==== PASSAGE
1. This is a petition for review of the Order of this Court dated 4-8-1976 in C.R.P. No. 2611 of 1973 where by H.R.C. No. 45 of 1970 is allowed and the petitioner tenant is directed to vacates the premises.
2. It was the case of the landlords respondents before the learned Munsiff that they required the premises for their bona fide and reasonable occupation and as such, under S. 21(1) proviso (h) of the Karnataka Rent Control Act, 1961, the tenant was to be asked to deliver possession of the schedule premises. On that plea essentially, the case of eviction was contested before the learned Munsiff. His finding was that the reasonable and bona fide requirement of the landlords was fulfilled. As such, he ordered for eviction of the tenant.
========
==== RECORDS
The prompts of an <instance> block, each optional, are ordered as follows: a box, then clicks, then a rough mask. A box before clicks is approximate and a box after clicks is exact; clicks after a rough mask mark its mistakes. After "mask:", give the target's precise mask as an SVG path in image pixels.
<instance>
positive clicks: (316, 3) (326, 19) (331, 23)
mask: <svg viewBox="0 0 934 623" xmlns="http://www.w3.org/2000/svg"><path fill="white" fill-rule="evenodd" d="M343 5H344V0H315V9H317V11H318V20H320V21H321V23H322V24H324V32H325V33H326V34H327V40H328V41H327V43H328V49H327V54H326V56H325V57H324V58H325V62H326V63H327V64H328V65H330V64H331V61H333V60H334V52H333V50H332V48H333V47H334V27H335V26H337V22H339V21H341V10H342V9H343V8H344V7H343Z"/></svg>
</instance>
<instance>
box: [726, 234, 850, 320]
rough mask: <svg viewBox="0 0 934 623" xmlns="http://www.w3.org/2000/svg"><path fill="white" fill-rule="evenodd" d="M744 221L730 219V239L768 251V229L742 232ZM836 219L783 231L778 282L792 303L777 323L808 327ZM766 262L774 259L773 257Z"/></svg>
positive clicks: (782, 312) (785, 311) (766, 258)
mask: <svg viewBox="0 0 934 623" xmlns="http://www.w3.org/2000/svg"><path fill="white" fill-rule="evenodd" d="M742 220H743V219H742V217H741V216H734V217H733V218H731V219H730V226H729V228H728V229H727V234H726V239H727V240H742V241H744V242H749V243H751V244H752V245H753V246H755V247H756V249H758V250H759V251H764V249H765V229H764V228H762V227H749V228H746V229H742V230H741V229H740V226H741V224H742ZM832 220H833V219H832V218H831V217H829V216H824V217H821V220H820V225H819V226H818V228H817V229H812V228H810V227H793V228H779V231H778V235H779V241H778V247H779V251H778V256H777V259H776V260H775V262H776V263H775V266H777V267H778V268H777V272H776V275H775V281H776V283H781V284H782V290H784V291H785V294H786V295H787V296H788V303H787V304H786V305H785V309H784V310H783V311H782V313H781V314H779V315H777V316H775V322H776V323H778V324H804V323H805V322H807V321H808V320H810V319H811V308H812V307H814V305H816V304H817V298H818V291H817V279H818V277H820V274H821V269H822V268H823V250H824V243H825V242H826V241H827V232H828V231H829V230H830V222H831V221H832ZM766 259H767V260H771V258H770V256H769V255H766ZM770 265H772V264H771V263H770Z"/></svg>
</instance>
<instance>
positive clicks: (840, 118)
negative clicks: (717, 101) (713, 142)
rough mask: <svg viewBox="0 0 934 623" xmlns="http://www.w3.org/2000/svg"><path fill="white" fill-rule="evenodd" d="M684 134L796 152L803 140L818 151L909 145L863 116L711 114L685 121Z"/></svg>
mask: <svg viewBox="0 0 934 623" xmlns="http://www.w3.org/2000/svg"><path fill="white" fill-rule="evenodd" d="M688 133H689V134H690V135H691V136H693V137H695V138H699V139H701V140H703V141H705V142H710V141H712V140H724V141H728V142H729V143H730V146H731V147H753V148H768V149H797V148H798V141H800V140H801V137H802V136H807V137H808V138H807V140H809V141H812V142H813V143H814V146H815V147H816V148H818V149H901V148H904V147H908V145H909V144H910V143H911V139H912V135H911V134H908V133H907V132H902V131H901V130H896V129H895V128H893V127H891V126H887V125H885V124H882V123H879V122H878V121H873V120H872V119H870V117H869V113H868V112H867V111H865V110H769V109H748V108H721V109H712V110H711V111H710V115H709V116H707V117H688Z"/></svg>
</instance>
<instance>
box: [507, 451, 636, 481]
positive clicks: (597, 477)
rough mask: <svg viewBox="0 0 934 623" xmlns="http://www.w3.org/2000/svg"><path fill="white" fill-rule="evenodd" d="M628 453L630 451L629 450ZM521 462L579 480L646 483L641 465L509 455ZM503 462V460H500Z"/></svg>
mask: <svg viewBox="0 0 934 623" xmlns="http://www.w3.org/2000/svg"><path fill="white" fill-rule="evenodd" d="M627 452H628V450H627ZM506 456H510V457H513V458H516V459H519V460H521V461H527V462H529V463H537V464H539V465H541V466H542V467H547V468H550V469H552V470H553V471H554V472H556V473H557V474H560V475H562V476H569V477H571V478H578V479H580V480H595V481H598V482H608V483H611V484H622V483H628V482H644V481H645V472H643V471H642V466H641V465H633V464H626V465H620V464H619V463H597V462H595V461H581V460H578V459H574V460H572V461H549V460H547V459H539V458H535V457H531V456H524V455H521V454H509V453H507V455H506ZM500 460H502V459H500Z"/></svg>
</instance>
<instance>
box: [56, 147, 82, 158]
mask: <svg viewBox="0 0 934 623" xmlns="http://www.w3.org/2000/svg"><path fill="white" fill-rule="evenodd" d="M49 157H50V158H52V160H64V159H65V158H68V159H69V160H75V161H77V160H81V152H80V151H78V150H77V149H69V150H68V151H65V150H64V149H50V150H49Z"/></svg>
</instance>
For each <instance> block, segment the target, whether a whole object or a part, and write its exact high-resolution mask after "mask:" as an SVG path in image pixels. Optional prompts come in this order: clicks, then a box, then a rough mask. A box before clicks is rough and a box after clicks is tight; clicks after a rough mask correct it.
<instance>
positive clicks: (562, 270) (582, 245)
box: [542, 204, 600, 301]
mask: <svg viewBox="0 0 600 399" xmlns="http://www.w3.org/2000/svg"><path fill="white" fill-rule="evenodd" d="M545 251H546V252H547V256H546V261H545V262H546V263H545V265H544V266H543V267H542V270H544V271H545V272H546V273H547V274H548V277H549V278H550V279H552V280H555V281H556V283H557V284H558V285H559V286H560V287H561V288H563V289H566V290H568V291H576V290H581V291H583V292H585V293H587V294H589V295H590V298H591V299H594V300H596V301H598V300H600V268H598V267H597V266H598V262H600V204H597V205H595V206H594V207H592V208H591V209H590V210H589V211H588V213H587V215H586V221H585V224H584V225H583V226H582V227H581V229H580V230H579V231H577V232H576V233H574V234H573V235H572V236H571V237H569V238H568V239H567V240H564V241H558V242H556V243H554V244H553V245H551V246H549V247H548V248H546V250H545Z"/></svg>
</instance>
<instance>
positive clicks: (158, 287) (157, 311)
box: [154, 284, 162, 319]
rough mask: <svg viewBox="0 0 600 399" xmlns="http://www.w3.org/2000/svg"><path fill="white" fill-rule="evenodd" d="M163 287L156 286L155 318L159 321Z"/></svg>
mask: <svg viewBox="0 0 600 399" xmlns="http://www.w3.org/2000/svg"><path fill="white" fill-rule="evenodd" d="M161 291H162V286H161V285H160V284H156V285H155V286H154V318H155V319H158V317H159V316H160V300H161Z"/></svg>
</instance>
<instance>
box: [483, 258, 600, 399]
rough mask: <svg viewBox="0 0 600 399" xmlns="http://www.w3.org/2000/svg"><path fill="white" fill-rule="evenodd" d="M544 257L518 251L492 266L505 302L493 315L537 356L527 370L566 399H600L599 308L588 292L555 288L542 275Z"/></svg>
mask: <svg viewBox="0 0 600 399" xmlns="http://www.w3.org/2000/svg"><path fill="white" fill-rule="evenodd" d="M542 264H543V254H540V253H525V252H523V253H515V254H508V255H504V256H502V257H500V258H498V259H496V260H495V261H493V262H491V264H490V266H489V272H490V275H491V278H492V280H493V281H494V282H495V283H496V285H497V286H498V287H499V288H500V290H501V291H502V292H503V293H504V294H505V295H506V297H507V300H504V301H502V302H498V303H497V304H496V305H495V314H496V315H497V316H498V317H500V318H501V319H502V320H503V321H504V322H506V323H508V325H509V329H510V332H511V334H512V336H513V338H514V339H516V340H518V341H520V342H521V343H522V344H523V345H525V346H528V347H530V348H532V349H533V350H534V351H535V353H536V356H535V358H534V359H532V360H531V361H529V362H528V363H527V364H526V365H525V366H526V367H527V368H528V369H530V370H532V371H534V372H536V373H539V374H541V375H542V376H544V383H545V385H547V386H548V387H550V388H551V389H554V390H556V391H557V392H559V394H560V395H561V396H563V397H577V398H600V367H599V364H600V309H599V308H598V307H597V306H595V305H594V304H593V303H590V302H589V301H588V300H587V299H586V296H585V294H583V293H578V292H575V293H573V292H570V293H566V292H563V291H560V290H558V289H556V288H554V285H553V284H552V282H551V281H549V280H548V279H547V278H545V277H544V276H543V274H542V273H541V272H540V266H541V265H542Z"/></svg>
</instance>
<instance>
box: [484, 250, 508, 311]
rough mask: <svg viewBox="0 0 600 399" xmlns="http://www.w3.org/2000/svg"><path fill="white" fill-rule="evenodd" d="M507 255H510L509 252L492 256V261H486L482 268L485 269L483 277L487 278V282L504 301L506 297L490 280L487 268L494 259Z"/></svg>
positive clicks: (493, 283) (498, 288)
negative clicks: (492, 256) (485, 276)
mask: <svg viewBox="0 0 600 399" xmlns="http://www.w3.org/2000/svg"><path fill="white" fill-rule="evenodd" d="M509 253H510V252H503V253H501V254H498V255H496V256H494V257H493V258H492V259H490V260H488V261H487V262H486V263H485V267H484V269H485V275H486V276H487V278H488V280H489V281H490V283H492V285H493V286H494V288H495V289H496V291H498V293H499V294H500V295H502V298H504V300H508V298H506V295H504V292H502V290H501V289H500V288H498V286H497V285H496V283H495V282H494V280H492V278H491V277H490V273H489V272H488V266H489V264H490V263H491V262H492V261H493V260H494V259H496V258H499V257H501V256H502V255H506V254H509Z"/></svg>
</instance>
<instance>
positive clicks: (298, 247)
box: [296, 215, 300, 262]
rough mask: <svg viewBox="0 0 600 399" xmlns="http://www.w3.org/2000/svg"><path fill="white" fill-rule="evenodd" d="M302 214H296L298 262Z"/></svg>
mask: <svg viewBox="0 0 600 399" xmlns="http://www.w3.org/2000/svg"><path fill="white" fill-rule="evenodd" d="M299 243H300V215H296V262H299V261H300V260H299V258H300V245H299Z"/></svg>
========
* [EXERCISE]
Continue the eviction judgment that appears above the listing, starting right after its last sentence.

* [RESULT OF THIS EXERCISE]
3. Being dissatisfied with the decision of the learned Munsiff, the tenant came in appeal before the learned District Judge, and as evident from the appellate order, a specific plea was raised at that stage, that the question of comparative hardship referred to in sub-s. (4) of S.21 was left undecided, as the land lords being new to their business, if at all would need a part of the premises. Therefore the question of partial eviction was specifically raised and that question directly affected the main contention as to comparative hardship of the tenant, if he is asked to vacate the entire premises. The learned District Judge, however, considered that the plea of partial eviction was not taken in the objection filed to the H. R. C. petition and, therefore, the tenant was precluded from taking that plea. Saying so, the learned District judge held that the reasonable and bona fide requirement of the landlords for the entire premises was satisfied. The eviction petition was accordingly granted. Thereafter, the tenant filed a revision in C. R. P. No. 2611 of 1973 in this Court. The finding of the learned District Judge was confirmed and against the judgment of this Court, the present review petition is directed.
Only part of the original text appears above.